Can you copy out, word for word, everything in the listing below from the line containing "sky in the photo below" down to the end of the listing, including both of those ends?

--- INPUT FOR THIS TASK ---

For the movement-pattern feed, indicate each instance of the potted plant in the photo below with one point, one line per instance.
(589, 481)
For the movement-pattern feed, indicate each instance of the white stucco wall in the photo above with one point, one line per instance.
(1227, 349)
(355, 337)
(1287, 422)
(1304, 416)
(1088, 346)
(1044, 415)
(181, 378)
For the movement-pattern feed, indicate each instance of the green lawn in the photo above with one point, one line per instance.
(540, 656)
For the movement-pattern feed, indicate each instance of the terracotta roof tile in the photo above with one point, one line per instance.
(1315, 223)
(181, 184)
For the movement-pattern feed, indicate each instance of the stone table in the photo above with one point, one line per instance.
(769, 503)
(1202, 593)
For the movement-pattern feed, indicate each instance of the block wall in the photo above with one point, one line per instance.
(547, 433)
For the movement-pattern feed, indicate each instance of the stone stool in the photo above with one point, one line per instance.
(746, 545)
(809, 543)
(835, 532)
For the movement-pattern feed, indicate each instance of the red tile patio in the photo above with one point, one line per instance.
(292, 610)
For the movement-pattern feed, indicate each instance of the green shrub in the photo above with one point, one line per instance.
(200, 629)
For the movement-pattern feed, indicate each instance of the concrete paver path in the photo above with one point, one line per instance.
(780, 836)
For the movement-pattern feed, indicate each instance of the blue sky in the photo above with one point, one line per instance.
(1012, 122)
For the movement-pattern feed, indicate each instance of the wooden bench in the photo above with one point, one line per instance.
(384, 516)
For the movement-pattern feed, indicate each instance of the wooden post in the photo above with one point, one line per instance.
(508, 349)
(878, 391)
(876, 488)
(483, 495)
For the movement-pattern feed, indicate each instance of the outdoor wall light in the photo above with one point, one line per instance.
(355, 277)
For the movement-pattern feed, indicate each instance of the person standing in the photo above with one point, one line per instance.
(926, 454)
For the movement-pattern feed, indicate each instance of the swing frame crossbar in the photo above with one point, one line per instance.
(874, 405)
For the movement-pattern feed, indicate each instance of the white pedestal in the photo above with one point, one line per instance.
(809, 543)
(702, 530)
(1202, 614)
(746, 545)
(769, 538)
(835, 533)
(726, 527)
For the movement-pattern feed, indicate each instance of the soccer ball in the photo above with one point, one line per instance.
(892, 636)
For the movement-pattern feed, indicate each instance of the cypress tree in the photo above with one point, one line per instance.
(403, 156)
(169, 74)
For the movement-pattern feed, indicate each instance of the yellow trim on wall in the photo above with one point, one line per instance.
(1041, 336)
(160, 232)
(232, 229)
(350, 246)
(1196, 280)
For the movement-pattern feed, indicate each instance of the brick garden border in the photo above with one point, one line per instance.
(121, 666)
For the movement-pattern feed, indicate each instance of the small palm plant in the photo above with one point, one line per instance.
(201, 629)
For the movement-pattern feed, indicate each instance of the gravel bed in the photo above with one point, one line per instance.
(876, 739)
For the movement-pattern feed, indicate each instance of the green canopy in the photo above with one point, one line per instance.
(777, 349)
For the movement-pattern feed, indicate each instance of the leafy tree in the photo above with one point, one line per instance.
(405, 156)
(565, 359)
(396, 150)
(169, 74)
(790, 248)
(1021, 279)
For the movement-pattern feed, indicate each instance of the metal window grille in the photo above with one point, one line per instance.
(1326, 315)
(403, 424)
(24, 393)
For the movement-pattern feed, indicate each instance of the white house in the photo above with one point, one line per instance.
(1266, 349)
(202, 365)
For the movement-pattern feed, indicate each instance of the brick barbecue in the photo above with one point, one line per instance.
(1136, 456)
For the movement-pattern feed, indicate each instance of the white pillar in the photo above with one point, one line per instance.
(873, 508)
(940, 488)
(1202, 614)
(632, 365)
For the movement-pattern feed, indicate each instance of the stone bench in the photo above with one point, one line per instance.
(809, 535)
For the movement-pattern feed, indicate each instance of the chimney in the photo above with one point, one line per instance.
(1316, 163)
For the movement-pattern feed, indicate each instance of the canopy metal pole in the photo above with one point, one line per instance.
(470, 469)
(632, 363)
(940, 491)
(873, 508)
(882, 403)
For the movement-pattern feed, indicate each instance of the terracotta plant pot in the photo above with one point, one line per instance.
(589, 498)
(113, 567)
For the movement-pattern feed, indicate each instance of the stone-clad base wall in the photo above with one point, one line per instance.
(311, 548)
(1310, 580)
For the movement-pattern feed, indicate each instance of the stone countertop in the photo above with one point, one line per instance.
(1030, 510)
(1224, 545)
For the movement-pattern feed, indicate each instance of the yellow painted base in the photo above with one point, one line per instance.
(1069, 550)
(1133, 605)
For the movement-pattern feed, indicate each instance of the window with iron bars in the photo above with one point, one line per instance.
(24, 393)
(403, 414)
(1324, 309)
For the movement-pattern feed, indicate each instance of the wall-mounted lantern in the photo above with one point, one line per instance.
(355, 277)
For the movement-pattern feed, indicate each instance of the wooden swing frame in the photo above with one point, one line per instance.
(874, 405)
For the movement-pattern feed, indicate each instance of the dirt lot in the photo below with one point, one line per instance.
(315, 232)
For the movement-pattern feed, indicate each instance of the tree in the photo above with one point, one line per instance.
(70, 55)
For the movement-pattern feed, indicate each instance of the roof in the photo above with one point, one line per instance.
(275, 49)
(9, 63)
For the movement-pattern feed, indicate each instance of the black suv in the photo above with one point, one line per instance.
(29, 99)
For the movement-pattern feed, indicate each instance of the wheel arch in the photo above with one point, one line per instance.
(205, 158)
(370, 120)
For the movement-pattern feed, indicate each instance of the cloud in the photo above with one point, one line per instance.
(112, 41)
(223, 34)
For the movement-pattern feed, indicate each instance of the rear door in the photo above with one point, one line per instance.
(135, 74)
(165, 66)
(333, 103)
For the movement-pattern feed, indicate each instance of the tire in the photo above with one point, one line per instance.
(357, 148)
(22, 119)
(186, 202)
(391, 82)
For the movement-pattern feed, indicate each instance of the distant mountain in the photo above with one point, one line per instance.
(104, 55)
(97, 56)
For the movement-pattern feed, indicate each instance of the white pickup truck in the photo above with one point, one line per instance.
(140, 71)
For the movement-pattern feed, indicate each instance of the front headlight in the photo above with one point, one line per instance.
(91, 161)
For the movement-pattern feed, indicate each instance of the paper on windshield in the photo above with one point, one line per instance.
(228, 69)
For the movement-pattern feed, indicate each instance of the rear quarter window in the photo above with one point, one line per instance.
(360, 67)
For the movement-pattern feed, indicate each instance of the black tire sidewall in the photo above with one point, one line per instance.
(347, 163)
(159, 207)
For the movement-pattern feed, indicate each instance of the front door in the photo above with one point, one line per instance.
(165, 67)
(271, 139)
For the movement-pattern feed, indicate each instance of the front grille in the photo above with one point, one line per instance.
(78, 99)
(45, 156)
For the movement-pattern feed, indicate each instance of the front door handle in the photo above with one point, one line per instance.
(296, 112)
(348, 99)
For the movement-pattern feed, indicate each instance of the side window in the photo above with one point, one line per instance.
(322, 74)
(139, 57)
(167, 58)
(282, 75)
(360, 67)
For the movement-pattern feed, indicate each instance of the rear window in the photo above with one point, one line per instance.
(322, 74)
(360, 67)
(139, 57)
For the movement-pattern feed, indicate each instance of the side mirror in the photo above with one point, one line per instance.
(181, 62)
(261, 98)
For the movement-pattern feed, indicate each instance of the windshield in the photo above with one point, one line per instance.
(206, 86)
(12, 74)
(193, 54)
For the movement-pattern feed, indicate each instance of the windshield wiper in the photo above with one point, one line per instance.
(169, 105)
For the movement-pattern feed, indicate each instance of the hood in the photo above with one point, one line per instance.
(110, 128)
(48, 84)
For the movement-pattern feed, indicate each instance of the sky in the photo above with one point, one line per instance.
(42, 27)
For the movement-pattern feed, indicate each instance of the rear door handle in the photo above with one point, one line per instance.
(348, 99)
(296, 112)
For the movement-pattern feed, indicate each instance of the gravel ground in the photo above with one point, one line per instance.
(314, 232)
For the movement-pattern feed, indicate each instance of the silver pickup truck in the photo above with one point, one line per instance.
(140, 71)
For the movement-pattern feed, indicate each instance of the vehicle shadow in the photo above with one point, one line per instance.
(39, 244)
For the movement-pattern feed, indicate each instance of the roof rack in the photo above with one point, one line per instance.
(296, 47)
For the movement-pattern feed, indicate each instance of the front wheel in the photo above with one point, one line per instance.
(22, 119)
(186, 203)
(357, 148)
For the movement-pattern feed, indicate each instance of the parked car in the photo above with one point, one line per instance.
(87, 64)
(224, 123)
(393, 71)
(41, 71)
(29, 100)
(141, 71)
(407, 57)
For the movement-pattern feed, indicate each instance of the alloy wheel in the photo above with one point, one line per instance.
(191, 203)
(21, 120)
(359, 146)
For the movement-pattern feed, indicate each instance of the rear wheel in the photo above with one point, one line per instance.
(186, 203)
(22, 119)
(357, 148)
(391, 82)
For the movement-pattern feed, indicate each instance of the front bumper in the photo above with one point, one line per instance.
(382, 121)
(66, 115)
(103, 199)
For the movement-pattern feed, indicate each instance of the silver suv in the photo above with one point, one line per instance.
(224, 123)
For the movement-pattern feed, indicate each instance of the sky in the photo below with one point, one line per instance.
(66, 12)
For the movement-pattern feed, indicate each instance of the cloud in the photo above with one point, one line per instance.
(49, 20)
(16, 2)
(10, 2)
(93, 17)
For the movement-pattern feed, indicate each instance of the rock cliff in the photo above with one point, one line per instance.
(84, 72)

---

* [SOLUTION FOR THIS EXERCISE]
For the movement-pattern feed, indicate each instance of the sky in the photo below with one point, one line per instance.
(66, 12)
For the movement-pattern feed, indicate each instance of the cloud in the photo above with one point, one line per instance.
(49, 20)
(16, 2)
(10, 2)
(93, 17)
For the movement-pattern feed, indicate each instance of the rock cliff in the photo above with one point, one line per instance.
(84, 72)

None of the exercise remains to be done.